Exercise requirements ▸ Can you reproduce all the records that follow, substituting "field survey" for every "camera-trap tally" and leaving everything else as it is? Omit the pictures from your answer.

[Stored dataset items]
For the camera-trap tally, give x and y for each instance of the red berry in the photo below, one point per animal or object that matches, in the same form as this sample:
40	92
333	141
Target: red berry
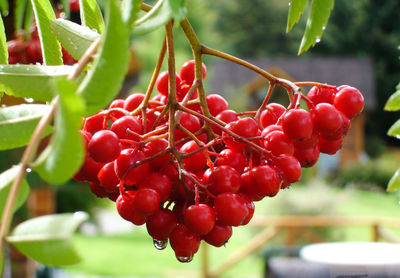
216	104
160	224
219	235
200	219
187	72
230	209
104	146
265	180
349	101
297	124
184	242
147	201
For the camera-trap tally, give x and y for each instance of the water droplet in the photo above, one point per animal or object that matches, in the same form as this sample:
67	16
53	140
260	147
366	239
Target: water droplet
185	259
28	99
160	244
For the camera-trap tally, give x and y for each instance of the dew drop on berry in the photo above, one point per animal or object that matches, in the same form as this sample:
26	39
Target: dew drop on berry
160	244
185	259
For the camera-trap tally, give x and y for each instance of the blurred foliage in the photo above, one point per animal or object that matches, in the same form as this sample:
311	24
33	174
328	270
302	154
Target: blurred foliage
356	28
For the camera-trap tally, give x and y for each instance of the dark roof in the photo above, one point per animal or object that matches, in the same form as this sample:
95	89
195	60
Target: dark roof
356	72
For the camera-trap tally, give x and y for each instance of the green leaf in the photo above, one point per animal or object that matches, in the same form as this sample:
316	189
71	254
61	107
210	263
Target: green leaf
31	81
3	44
393	103
18	122
296	10
4	6
130	10
316	22
394	130
51	48
104	81
19	10
162	12
394	183
48	239
91	15
75	38
6	179
65	154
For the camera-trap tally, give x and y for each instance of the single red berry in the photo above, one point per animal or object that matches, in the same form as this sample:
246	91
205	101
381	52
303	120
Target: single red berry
184	242
160	224
219	235
289	167
133	101
330	147
127	127
147	201
196	161
271	114
308	157
104	146
232	158
297	124
349	101
162	82
278	143
187	72
200	219
265	180
230	209
107	177
127	171
160	183
326	118
224	179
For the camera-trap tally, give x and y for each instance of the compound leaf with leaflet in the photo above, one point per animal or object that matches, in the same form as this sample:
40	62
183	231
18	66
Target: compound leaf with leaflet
91	15
316	22
65	154
75	38
31	81
104	80
48	239
18	122
296	10
51	48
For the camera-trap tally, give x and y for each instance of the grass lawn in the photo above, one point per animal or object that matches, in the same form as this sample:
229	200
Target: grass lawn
133	255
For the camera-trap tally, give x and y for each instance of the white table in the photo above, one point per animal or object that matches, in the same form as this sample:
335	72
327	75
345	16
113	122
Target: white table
356	259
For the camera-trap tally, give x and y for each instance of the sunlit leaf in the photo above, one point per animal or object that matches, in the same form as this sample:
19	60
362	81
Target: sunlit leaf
296	10
6	179
104	81
31	81
18	122
65	154
75	38
394	183
91	15
162	12
316	22
393	103
394	130
51	48
48	239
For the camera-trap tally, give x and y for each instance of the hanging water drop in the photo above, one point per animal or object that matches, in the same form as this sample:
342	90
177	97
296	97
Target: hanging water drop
185	259
160	244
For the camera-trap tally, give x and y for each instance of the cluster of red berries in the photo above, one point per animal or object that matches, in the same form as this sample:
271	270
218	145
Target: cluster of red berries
211	182
27	50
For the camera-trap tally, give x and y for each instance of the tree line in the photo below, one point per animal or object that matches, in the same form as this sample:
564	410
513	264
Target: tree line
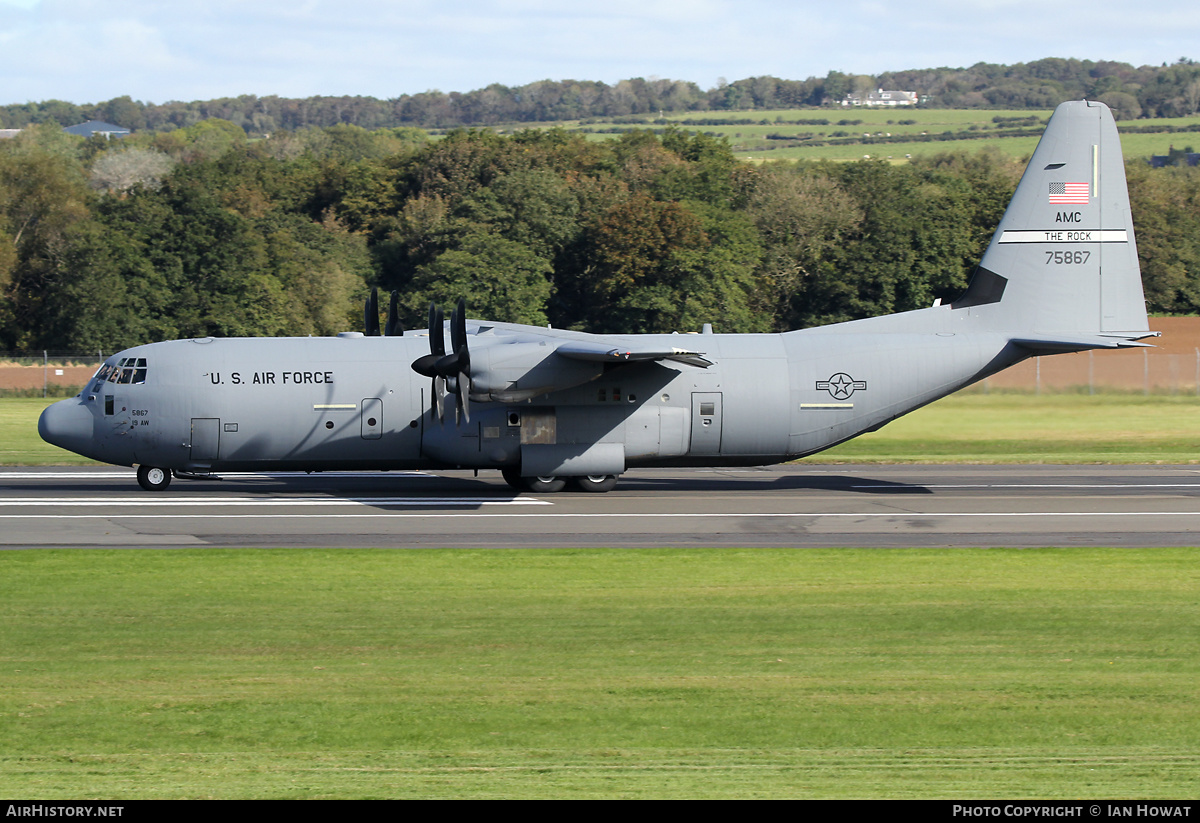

Answer for the task ▸
For the field survey, give x and y for each instance of the red berry in the photo below, one point per animal or object that matches, in the same form as this sample:
40	92
333	141
Target: red berry
216	104
160	224
219	235
200	219
187	72
230	209
104	146
265	180
349	101
297	124
184	242
147	201
For the field survey, give x and y for each instance of the water droplet in the photo above, one point per animal or object that matches, in the same form as this sample:
67	16
53	140
260	147
366	239
Target: water droplet
185	259
28	99
160	244
For the field survey, give x and y for each instance of the dew drop on berry in the photo above, one point per animal or object that matches, in the same form as this sample:
26	39
Target: dew drop on berry
160	244
185	259
For the field survey, give x and y for each instance of the blurred foliage in the photo above, one point per animal or object that matches, in the same form as this sample:
311	24
33	174
328	270
302	154
Target: blurred foliage
356	28
For the field survey, give x and y for each instance of the dark roof in the photo above, one point per animal or object that matches, in the same form as this sample:
95	89
195	60
Target: dark roof
356	72
For the field survey, give x and y for each instance of the green leaf in the photo above, one point per animal or object that matches, in the same form as this sample:
316	189
71	254
61	107
210	263
Target: green leaf
31	81
3	44
393	103
18	122
296	10
4	6
130	10
316	22
394	130
51	48
104	81
19	10
162	12
394	183
48	239
91	15
75	38
6	179
65	154
For the field survey, give x and y for each instance of the single red berry in the photo above, one point per animal or object that matches, in the same form as this sample:
246	91
205	101
381	52
303	120
Target: single red berry
184	242
160	224
219	235
289	167
133	101
330	147
127	127
147	201
196	161
271	114
308	157
104	146
232	158
297	124
349	101
162	82
278	143
187	72
200	219
265	180
230	209
107	177
127	171
160	183
326	118
224	179
For the field survey, give x and y for each instance of the compound leaf with leaflet in the photo above, one point per animal or object that matches, in the same form as this sample:
40	62
183	231
18	66
Target: compound leaf with leaflet
91	15
316	22
65	154
75	38
31	81
104	80
48	239
18	122
296	10
51	48
For the field survey, give x and y for each instance of the grass lawn in the photo above, one point per animal or object that matches, in the same form as this sample:
229	200
Target: grass lawn
133	255
For the field survey, give x and y for each instance of the white table in the photo above, one point per animal or object that matches, in the same form as this sample:
335	72
327	75
345	16
113	122
Target: white table
356	259
For the field survey, give x and y for each instance of the sunlit leaf in the photo above, one point per animal or object that matches, in the same form as this sample:
19	60
362	81
Target: sunlit leaf
296	10
6	179
104	81
31	81
18	122
65	154
75	38
394	183
91	15
162	12
316	22
393	103
394	130
51	48
48	239
For the field survey, give x and y for each instance of the hanging water drop in the photo above, one point per animal or object that matches, in the same form as this sample:
342	90
177	97
296	97
Target: hanging water drop
185	259
160	244
For the field survey, give x and y for each instance of the cluster of red berries in the photo above, one point per animal or object that matches, in the same form as this sample:
271	270
218	145
Target: cluster of red berries
211	182
27	50
For the field survey, give x and y for each instance of the tree line in the photo below, one point per animal or object that matches, in the same form as this sample:
564	410
513	264
Target: tree line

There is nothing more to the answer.